▶ **DATA LINES**
----------

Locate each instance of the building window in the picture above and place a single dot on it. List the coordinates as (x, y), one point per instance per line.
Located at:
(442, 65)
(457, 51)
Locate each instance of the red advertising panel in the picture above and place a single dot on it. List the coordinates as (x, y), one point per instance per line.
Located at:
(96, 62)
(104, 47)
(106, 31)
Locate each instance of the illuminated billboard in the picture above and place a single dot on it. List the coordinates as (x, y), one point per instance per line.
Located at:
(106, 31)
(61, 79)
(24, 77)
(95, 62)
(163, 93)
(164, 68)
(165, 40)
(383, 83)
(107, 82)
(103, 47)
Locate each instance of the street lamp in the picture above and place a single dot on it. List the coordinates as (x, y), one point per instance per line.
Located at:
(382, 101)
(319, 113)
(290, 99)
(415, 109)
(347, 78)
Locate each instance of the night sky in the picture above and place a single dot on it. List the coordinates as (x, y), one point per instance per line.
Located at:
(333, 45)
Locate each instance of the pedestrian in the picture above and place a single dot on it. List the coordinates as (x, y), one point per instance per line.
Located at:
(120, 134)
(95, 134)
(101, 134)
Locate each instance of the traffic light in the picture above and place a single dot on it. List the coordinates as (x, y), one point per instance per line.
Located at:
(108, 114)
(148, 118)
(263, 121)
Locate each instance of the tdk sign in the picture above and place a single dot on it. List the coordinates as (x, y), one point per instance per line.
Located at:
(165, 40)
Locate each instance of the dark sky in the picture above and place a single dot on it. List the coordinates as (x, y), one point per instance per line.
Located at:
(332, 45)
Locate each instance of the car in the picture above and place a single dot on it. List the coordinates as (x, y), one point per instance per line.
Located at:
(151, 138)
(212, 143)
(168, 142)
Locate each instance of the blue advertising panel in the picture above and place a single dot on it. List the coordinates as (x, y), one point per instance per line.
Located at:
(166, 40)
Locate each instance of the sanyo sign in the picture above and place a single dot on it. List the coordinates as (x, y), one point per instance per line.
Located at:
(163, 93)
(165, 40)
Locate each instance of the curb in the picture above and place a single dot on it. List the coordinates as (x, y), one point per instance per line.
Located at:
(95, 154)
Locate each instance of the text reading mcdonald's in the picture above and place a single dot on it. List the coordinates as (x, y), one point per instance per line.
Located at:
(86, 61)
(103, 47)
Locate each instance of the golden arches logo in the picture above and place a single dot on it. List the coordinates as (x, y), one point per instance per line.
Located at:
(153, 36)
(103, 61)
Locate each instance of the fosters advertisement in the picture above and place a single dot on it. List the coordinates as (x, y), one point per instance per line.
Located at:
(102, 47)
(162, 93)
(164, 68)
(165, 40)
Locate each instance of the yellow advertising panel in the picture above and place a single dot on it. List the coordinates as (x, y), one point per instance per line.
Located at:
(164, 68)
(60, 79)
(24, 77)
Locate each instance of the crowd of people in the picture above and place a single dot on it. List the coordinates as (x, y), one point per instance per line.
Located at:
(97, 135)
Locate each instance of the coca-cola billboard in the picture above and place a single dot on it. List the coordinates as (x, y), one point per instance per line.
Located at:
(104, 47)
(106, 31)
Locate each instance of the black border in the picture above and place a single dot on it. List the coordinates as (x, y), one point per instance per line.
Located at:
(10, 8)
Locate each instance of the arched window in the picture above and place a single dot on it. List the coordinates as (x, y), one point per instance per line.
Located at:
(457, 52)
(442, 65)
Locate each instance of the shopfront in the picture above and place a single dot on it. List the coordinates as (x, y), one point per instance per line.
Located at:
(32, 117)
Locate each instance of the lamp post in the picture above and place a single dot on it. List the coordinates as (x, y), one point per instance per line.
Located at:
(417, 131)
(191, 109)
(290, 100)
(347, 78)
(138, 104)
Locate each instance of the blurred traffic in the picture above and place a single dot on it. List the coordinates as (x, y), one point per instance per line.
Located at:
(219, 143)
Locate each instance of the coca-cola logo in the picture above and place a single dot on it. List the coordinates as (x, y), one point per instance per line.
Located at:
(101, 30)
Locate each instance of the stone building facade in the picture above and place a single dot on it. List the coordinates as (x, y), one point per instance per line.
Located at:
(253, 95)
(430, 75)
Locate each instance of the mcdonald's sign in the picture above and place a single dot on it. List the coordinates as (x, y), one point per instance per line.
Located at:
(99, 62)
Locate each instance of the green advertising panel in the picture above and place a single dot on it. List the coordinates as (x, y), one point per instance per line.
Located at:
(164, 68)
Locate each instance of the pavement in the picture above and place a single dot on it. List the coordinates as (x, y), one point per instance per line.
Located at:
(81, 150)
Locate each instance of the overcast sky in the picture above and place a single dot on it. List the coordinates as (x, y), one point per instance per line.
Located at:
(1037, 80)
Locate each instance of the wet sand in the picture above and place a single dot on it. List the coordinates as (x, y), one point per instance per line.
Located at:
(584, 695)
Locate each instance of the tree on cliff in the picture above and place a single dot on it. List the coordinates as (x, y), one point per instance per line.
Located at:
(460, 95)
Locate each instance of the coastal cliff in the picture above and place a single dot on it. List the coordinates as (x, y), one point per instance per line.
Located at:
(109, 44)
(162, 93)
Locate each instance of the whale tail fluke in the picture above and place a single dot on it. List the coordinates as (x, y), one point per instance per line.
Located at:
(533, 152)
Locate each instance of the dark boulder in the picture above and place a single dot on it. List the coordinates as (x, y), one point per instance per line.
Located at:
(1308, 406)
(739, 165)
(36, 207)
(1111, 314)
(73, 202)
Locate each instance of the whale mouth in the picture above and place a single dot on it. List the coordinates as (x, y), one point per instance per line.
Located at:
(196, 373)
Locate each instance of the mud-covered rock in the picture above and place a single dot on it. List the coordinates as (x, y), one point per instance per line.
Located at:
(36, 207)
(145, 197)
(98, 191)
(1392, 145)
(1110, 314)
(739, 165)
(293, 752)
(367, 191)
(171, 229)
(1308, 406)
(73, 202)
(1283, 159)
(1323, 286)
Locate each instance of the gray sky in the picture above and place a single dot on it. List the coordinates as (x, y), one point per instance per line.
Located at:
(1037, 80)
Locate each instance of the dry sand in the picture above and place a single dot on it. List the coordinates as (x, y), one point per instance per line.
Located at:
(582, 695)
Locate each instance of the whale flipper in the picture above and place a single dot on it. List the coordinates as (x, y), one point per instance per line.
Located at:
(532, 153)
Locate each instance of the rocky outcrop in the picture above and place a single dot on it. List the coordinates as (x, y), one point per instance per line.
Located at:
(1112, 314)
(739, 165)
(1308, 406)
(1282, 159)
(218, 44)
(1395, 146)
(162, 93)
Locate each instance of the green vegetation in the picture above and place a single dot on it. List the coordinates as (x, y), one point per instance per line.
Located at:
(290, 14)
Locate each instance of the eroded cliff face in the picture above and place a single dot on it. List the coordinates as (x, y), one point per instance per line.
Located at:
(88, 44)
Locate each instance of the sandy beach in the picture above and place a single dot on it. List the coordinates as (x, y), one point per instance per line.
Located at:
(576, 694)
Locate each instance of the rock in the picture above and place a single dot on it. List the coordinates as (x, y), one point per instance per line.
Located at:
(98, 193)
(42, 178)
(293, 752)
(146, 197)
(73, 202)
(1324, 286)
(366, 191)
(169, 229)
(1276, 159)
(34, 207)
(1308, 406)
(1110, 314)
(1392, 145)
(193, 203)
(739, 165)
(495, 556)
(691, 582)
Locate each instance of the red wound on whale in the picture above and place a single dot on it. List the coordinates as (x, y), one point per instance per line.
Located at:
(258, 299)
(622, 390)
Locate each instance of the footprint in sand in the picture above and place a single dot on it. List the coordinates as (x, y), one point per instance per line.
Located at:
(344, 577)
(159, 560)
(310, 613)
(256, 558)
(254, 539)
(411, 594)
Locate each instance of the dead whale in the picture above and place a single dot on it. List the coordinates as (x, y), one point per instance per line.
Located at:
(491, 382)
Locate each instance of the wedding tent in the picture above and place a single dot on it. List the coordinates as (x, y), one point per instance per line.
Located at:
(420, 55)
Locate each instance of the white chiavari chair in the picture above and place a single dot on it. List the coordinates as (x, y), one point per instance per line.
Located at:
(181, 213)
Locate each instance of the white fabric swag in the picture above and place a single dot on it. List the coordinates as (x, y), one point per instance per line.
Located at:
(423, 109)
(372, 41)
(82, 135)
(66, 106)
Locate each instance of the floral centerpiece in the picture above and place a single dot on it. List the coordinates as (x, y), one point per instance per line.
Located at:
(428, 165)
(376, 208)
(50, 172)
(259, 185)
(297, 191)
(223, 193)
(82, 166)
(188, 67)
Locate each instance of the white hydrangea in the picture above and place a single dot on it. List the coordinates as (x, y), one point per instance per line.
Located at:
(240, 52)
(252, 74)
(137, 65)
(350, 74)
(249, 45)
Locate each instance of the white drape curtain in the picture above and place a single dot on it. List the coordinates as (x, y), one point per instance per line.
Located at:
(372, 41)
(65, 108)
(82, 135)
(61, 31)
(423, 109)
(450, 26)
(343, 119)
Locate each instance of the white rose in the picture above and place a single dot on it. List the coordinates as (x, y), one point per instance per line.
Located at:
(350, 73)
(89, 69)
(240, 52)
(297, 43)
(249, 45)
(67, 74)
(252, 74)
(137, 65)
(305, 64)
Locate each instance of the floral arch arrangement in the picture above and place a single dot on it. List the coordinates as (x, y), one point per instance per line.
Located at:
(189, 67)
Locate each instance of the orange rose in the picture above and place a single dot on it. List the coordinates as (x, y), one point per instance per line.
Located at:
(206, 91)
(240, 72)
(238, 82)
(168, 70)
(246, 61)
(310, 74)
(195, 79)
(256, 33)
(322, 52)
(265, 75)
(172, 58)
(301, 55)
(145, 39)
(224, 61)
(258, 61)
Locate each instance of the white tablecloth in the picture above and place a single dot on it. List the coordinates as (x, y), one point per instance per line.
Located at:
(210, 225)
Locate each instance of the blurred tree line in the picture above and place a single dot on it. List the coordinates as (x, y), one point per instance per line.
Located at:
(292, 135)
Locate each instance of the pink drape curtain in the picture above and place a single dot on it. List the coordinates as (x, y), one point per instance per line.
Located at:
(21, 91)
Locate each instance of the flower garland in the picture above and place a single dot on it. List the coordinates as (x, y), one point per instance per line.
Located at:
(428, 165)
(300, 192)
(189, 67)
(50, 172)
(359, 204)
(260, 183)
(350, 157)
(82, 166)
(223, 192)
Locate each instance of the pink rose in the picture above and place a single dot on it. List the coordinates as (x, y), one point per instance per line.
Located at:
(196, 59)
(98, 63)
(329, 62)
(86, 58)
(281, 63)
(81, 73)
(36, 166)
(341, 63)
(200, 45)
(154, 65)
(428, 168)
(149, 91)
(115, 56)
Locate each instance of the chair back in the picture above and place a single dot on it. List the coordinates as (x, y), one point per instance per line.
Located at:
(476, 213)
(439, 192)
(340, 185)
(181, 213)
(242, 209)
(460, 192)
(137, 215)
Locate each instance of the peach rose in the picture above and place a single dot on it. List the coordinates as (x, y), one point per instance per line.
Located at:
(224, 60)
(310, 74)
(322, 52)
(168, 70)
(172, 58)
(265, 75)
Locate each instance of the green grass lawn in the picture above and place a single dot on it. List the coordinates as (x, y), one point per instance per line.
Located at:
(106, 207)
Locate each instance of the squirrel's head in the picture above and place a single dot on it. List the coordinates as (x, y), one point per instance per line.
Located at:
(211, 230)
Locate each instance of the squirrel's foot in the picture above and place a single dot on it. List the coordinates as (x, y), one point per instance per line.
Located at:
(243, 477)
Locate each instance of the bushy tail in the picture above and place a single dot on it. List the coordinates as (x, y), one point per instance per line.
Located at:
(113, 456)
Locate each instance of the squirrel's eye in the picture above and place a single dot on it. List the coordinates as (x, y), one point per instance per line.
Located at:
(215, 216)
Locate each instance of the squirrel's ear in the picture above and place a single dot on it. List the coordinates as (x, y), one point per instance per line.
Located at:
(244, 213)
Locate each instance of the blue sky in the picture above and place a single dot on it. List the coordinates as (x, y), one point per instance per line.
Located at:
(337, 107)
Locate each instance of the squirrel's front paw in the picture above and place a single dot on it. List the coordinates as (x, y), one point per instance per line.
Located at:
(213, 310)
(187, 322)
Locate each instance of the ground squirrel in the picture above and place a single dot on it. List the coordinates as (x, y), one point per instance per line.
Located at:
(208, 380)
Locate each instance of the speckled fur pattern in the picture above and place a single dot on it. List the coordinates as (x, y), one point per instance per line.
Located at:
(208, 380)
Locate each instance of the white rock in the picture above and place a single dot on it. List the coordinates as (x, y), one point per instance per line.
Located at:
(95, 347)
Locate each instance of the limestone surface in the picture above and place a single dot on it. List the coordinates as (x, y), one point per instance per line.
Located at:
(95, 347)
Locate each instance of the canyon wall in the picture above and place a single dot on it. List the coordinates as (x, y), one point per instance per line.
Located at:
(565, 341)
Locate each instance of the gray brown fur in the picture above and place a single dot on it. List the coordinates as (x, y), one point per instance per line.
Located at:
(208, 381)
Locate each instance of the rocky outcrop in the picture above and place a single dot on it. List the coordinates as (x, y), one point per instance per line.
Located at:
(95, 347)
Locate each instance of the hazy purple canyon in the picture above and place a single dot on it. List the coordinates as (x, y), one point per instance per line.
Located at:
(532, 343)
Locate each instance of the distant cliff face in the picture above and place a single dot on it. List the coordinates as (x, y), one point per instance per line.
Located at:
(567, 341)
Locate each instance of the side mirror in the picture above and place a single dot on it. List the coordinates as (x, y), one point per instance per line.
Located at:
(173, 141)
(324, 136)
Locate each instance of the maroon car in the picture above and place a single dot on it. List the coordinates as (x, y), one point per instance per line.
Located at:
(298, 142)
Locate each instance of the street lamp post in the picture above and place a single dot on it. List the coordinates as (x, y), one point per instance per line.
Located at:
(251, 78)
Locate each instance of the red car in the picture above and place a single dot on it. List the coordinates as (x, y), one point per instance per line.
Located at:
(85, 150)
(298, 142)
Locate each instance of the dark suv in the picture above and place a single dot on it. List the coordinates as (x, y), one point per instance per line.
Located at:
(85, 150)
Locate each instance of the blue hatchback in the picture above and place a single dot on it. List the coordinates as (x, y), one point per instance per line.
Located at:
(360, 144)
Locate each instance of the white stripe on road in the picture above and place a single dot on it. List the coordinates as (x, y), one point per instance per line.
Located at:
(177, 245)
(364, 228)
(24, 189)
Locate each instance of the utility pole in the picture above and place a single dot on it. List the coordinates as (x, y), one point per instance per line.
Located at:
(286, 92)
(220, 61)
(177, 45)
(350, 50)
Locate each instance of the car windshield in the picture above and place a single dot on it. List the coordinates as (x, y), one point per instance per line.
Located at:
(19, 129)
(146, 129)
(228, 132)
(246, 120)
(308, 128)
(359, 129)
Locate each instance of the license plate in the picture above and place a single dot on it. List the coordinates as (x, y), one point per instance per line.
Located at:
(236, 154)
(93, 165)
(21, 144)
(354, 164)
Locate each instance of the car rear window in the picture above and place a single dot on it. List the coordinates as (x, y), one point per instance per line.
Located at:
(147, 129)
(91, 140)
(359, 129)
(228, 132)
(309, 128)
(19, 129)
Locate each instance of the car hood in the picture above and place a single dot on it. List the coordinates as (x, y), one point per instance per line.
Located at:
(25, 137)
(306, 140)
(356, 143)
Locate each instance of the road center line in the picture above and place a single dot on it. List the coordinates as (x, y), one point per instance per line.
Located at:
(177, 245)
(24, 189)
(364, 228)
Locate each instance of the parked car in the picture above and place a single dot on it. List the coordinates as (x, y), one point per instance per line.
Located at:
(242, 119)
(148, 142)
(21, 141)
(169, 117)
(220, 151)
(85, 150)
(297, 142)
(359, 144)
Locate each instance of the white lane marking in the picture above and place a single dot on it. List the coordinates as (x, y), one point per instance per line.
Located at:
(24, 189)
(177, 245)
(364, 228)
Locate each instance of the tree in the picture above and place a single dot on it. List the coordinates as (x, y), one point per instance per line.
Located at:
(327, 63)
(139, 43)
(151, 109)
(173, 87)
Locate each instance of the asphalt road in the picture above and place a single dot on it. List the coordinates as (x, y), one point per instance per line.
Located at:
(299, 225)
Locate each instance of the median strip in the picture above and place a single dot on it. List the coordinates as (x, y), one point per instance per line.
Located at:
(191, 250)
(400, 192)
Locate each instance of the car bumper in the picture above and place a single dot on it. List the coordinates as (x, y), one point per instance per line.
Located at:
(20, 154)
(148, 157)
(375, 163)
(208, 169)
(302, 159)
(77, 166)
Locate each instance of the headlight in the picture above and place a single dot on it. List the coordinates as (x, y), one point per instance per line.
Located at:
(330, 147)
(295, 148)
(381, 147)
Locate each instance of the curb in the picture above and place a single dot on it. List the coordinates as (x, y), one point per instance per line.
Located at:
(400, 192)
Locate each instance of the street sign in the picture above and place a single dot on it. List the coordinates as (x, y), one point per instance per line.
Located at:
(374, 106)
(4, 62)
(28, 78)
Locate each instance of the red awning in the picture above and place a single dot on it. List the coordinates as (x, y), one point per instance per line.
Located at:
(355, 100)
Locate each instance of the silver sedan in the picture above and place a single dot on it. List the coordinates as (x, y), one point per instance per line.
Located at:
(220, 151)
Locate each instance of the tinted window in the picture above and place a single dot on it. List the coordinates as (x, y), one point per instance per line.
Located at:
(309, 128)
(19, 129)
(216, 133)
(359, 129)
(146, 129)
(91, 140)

----------

▶ **WORK TO BE COMPLETED**
Rewrite the records from the line that contains "Locate each instance of the red awning" through the end of the records, replacing "silver sedan" with "gray sedan" and leaving everything else unchanged.

▶ **CORRECT ANSWER**
Locate each instance of the red awning in the picture above and place a single dot on it. List the coordinates as (x, y), one point per instance per line.
Located at:
(355, 100)
Locate each instance of the gray sedan in the picture above and place a single dot on it. List the coordinates as (x, y), one point per instance per line.
Located at:
(220, 151)
Locate each instance of the tinted window in the picture above and place a single dot on it. List the coordinates as (x, y), one point per instance per line.
Located at:
(309, 128)
(19, 129)
(216, 133)
(359, 129)
(146, 129)
(91, 140)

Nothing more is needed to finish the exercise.